### INPUT FOR THIS TASK:
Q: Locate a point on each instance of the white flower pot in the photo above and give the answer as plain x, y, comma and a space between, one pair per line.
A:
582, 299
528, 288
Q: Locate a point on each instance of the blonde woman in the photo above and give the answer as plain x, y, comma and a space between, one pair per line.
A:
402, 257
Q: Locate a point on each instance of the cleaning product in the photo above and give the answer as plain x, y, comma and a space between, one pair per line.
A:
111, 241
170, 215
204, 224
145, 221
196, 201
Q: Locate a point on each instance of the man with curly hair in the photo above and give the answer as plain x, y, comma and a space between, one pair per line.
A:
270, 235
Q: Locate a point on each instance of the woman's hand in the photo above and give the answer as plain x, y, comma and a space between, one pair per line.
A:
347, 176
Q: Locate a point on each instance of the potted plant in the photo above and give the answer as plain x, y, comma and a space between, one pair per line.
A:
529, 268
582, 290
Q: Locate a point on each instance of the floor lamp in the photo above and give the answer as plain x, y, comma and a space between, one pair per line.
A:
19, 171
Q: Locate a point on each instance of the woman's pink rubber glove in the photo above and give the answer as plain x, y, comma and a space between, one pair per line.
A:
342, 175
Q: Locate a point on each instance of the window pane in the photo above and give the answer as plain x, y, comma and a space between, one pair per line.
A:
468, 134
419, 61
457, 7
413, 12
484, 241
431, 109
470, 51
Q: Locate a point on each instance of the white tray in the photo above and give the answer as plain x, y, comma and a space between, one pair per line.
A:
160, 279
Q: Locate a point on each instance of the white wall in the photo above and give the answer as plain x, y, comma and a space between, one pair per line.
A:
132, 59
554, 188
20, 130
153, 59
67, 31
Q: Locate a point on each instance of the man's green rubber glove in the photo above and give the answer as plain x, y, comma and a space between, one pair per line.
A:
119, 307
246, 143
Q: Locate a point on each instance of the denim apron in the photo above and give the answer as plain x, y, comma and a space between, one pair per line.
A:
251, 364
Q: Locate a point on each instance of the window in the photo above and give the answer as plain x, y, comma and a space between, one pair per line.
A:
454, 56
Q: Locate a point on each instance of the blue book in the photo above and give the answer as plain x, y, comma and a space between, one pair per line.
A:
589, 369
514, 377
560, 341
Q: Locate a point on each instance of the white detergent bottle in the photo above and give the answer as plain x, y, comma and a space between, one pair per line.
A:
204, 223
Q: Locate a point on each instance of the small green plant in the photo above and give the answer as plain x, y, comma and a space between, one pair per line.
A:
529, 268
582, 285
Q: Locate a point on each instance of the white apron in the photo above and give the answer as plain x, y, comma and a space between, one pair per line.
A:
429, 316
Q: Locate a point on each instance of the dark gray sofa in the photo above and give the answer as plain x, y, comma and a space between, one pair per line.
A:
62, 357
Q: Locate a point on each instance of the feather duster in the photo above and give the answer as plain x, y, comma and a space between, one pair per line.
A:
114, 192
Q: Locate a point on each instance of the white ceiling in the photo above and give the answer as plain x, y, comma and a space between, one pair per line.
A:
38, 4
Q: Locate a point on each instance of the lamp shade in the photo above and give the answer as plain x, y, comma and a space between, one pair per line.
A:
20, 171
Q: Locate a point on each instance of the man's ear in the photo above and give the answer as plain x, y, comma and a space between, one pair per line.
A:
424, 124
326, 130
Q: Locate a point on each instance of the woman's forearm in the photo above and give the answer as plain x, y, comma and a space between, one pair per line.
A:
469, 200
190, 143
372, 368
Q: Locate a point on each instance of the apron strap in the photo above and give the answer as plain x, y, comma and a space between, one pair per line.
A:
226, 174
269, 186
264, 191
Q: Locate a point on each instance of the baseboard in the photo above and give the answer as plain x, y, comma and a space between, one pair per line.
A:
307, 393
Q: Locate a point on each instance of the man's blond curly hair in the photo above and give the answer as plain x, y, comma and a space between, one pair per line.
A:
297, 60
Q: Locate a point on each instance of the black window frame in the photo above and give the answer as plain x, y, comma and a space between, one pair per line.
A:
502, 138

...

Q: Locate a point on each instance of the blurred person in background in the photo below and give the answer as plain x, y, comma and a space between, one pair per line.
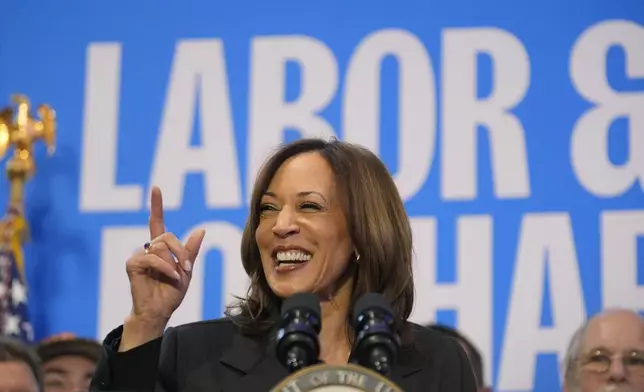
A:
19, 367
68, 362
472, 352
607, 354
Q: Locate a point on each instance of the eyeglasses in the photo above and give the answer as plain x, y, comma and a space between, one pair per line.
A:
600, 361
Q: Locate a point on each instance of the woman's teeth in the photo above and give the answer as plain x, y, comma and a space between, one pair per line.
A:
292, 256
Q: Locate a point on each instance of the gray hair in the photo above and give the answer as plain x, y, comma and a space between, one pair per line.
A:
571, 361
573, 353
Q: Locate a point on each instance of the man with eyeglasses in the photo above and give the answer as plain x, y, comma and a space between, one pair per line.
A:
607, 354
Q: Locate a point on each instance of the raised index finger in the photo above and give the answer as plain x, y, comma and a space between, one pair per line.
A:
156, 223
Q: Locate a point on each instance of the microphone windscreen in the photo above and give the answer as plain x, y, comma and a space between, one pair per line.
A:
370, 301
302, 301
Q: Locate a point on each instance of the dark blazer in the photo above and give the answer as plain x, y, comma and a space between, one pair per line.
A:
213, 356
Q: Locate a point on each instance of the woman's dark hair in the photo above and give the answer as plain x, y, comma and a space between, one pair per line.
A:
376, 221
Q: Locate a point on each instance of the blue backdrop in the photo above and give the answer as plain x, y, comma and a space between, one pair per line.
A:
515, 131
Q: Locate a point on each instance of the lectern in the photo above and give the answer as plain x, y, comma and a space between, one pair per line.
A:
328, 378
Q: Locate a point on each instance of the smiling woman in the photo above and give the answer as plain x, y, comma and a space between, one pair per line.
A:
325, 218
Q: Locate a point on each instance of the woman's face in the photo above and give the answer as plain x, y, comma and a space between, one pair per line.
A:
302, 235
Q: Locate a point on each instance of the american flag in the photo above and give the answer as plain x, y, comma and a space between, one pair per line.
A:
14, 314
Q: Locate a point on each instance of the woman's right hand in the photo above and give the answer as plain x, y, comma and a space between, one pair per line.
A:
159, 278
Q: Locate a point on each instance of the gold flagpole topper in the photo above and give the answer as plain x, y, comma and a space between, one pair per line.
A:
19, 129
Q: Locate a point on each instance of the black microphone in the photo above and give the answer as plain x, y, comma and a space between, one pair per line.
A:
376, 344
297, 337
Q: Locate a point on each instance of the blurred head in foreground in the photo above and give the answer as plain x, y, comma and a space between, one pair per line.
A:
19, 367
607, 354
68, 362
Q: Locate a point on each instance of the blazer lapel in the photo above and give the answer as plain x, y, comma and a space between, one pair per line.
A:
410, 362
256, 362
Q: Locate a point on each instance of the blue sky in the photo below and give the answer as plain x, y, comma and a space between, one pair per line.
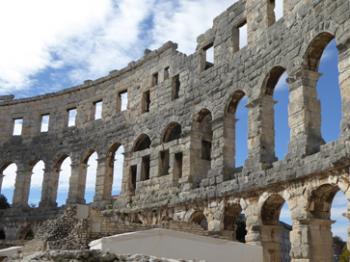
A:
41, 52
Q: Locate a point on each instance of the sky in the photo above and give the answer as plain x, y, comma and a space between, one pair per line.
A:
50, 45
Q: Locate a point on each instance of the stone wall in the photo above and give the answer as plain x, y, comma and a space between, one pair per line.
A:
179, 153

### JOB:
Count the lines in the rows above that contain the word "blue". Reply with the number only.

### RESPONSE TO THIS EXERCISE:
3